Point localization data:
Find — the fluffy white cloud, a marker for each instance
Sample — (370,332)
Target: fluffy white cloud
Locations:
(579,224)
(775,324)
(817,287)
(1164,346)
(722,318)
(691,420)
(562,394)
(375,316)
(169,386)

▸ **What is required**
The answer must be the line containing "Sample — (370,332)" and every line after it to the end of the data, each set down exactly.

▸ **Output for this exercise**
Sample — (370,332)
Target: fluffy white cloud
Locations:
(579,224)
(775,324)
(817,287)
(1164,346)
(722,318)
(691,420)
(562,394)
(375,316)
(169,386)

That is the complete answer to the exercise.